*Text block*:
━━━━━━━━━━
As soon as we reached the first rock, Jonathan started to improvise. A large family group was on rope in front of us moving very slowly. We hooked right and scrambled up a dry falls. There was just enough exposure to get your blood pumping. It was also obvious that the canyoneering shoes Nick rented had super sticky properties.

Our next obstacle was an exposed traverse that we hooked into the rope for a safety. Again, Nick’s shoes and agility allowed him to glide across the rock, while the rest of us used the safety rope for some degree of comfort and aiding.

Finally, we made our first drop. We weren’t on a Disneyland tour. We were on a canyoneering class. I got to set up the first anchor.  Jonathan told us how they load test all the anchors at the start of each season so the integrity of the anchors was a given. I slide the free end of the rope through the anchor and measured out the 60’ needed for the drop. Then I tied a BFK, some kind of a big knot that the rest of the rope from sliding through the anchor. Finally, I secured the rope with a beaner to close the system and we were good to go.

One by one, we made the rappel. Jenn was smooth and confident. Becca was all smiles making her first rappel ever. Nick and his super shoes had the joy of clearing the anchor and flaking the rope. Somewhere in the middle of this, Jonathan floated down like a ghost.

We worked our way through all kinds of obstacles on Lamb’s Knoll in much the same fashion. We would come to a bomber anchor. One of us would set the anchor under our guide’s watchful eye. Then we would all take turns rapping down and the last one down got to pull anchor. It was all easy peasy until it wasn’t.

The first real challenge came at a point called The Needle’s Eye. There is a very real concept of task loading that came into play here. Task loading is where enough stressors stack up on each other that you start to get overwhelmed. The Needle’s Eye had a vertical squeeze right on top of the rappel. Either one on their own would be doable. Put them together, and get’s a little difficult.

This is the first place where Jonathan, the super supporter showed up. We were all a bit task loaded but Becca looked for additional guidance. In his smooth, calm voice he explained to her that this was just like every other rappel we have done. I could hear her breath quicken as she slid through the Eye. Once through, she gathered herself and went on down the rope like a pro.

I like to think that our group was special and we carried ourselves well. In my mind,  this is why we were offered the epic last rappel. If you were bad at math, it was about the same distance as we were doing all afternoon. Jonathan estimated the drop at 60 meters. I am metric savvy enough to realize that means 200’, which is big by any measure. We had some  sense of how big it was climbing up the hill. It was a lot of work but there wasn’t any real exposure until we crested on top of the rock. Then, the 200’ drop became very real as we looked out to the horizon and the valley floor below us.

The Final Rappel of our Zion Adventure

It was Nick’s turn to set anchor. He measured out a lot of rope. Tied a beautiful BFK. Closed the system and clipped in. I always thought the term sweating bullets was just an expression, however, the nervous perspiration was beginning to accumulate at Nick’s feet. He shared a little trepidation, just so Becca would know it was ok, but all she heard was fear creeping in. Nick dropped down like a champ and soon the rope was open again.

Jenn and I encouraged Becca to go next. I have a working theory on the half-life of courage that is how long it takes your bravado to be half of what you started with. For me, it’s about 15 minutes. So, if I’m going to do something scary, I better do it quick or I’m going to wimp out.
━━━━━━━━━━
Which people does the canyoneering account mention by name? The records are unrelated to the canyoneering account above.

Region labeling records
━━━━━━━━━━
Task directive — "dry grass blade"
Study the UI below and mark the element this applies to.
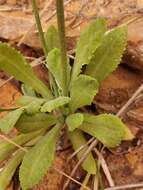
[94,148,115,187]
[80,173,91,190]
[54,167,91,190]
[104,182,143,190]
[63,140,98,190]
[18,0,71,46]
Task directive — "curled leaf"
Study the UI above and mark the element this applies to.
[85,26,127,83]
[0,131,43,161]
[0,108,24,134]
[69,129,96,174]
[41,96,70,112]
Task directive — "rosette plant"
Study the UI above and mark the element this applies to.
[0,0,133,190]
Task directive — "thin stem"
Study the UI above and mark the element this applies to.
[32,0,48,56]
[56,0,67,95]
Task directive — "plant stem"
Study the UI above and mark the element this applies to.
[56,0,67,96]
[32,0,48,56]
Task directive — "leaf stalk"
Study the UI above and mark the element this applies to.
[56,0,67,96]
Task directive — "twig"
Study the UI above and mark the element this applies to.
[53,167,91,190]
[117,84,143,118]
[18,0,52,46]
[104,182,143,190]
[93,175,99,190]
[80,173,91,190]
[94,148,115,187]
[18,0,72,46]
[63,140,97,190]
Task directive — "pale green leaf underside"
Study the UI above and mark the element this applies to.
[85,26,127,82]
[72,18,107,79]
[41,96,70,112]
[66,113,84,131]
[0,108,24,134]
[15,113,57,133]
[0,151,25,190]
[25,99,46,114]
[47,48,71,89]
[45,26,60,51]
[16,96,46,106]
[69,129,96,174]
[80,114,133,148]
[20,125,60,190]
[0,43,52,99]
[0,131,42,161]
[69,75,98,112]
━━━━━━━━━━
*Full solution*:
Jonathan, Nick, Jenn, and Becca